GIVEN TASK » In one to three sentences, explain why the Appellant considered the Respondent's assessment of the five imports under "Import Entry No. 6485781" defective in law, according to the appeal excerpt.

PAGE »
>>>

15.The Appellant argued that the Respondent acted speculatively and guessingly in its purported comprehensive audit when it stated that, “it is possible that some payments made in a given financial year could be for goods received in the preceding financial year.” It argued further that what was obvious and beyond reasonable doubt that the alleged undervaluation may be any other figure but cannot be Kshs. 47, 914, 195.00 hence the Respondent failed in its statutory mandate of demanding accurate payable tax, although in this case there was no undervaluation.
16.It was the Appellant’s contention that the Respondent’s assessment of five (5) imports under Import Entry No. 6485781 was defective in law as these imports were done on 26th May, 2017, hence it was not in possession of the documents due to effluxion of time. It therefore faulted the Respondent’s reliance on statute time barred documents that were not in its possession.
17.The Appellant contended that the Respondent’s use of wrong CIF value for two imports under Entry No. MSA6894488 and by referring to wrong dates was erroneous. It argued further that the same error of using wrong CIF value and wrong dates was also applied to the five imports under Entry No. MSA6893044.This therefore rendered the Respondent’s demand fatally inaccurate hence the tax demand was null and void.
18.The Appellant asserted that the Respondent erred by sneaking in consignments imported and certificates issued by Rizhao Steel under standard JISG3101 and consignments imported under Entry No.7353003 standard JISG 3132 from Ferlink Sal. This had the effect of inflating the tax demand therefore these claims should be expunged from the review decision.
19.The Appellant stated that in issuing its review decision on 8th November, 2022 the Respondent acted contrary to Section 229(4) of EACCMA as the Appellant responded to the Respondent’s letter of 19th September, 2018 on 21st September, 2018.
20.It was the Appellant’s assertion that a perusal of the Respondent’s review decision clearly indicated that the Respondent erred by subjecting goods that were imported in 2018 and 2019 to Regulations that were passed in 2020, 2021 and 2022 which is contrary to the doctrine of non-retroactivity of laws therefore rendering the Respondent’s tax decision as unlawful, null and void.

<<<

MATERIAL »
>>>

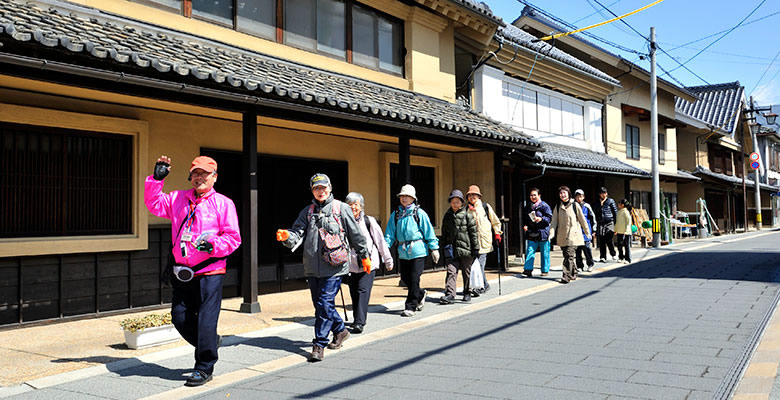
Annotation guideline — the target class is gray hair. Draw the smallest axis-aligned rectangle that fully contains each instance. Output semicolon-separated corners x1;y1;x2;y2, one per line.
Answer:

<<<

TASK SOLUTION » The imports were made on 26th May, 2017, so through effluxion of time the Appellant no longer had the documents. It therefore objected that the Respondent relied on statute time-barred documents that were not in the Appellant's possession.